↓

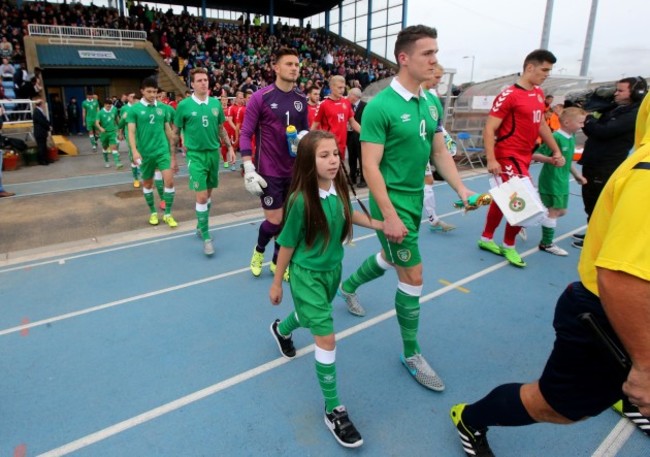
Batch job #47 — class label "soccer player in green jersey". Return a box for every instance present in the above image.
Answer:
[339,25,474,391]
[170,68,235,256]
[533,107,587,256]
[269,130,382,448]
[153,90,175,210]
[126,78,178,228]
[95,98,123,170]
[117,93,140,189]
[81,91,99,152]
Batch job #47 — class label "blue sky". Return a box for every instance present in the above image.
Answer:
[407,0,650,83]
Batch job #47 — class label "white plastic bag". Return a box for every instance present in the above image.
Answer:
[490,176,546,227]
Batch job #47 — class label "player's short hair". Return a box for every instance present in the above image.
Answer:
[140,76,158,90]
[560,106,587,122]
[273,46,298,63]
[190,67,208,82]
[330,75,345,87]
[348,87,361,98]
[394,25,438,64]
[524,49,557,70]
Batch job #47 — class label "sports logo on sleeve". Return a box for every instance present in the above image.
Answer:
[429,106,439,122]
[492,89,512,113]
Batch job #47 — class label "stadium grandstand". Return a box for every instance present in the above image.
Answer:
[0,0,405,131]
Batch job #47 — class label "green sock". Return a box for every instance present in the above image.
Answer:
[163,190,176,216]
[143,192,156,214]
[153,178,165,200]
[278,311,300,336]
[196,211,210,241]
[542,225,555,246]
[316,361,341,413]
[342,254,386,294]
[395,289,420,358]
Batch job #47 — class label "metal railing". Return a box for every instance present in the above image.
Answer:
[0,99,39,141]
[28,24,147,47]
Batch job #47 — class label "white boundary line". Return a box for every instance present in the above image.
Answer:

↑

What you should do:
Copy every one of the records above word for word, but leave out the pictures.

Response for this exercise:
Batch job #47 — class label "soccer player in green jersey". Return a box for every instance present in the above image.
Answer:
[339,25,474,391]
[170,68,235,256]
[533,107,587,256]
[269,130,382,448]
[153,90,175,210]
[126,78,178,228]
[95,98,123,170]
[117,93,140,189]
[81,91,99,152]
Batch job #47 — class label "blue sky". Return a box for every instance present in the above image.
Answer:
[407,0,650,83]
Batch job #47 — class label "white plastic bag". Return a box for every instance present in the above image.
Answer:
[490,176,546,227]
Batch job #47 — class label "player's short hair". Return a box for every instance present in the above image.
Answer:
[140,76,158,90]
[560,106,587,122]
[273,46,298,63]
[190,67,208,82]
[330,75,345,87]
[348,87,361,98]
[394,25,438,64]
[524,49,557,70]
Batch job #47 — class label "sports logo on sleeve". Return a box for every instance present in the above image.
Answer:
[429,106,439,122]
[492,89,512,113]
Batch job #47 — class label "stadium grandstand". Return a box for every instance present in the above image.
Answer:
[0,0,405,131]
Batch job #47 — class label "green sock". Return a box for every instance present in the above image.
Answer:
[163,190,176,216]
[143,192,156,214]
[153,178,165,200]
[278,311,300,336]
[196,211,210,241]
[542,225,555,246]
[316,361,341,413]
[342,254,386,294]
[395,289,420,358]
Batch job #47 — class label "metal railing". Return a box for every instance present in the above image.
Answer:
[0,99,39,141]
[28,24,147,47]
Batch job #47 — class label "white boundary line". Return a box for every instance present in the above image.
Answer:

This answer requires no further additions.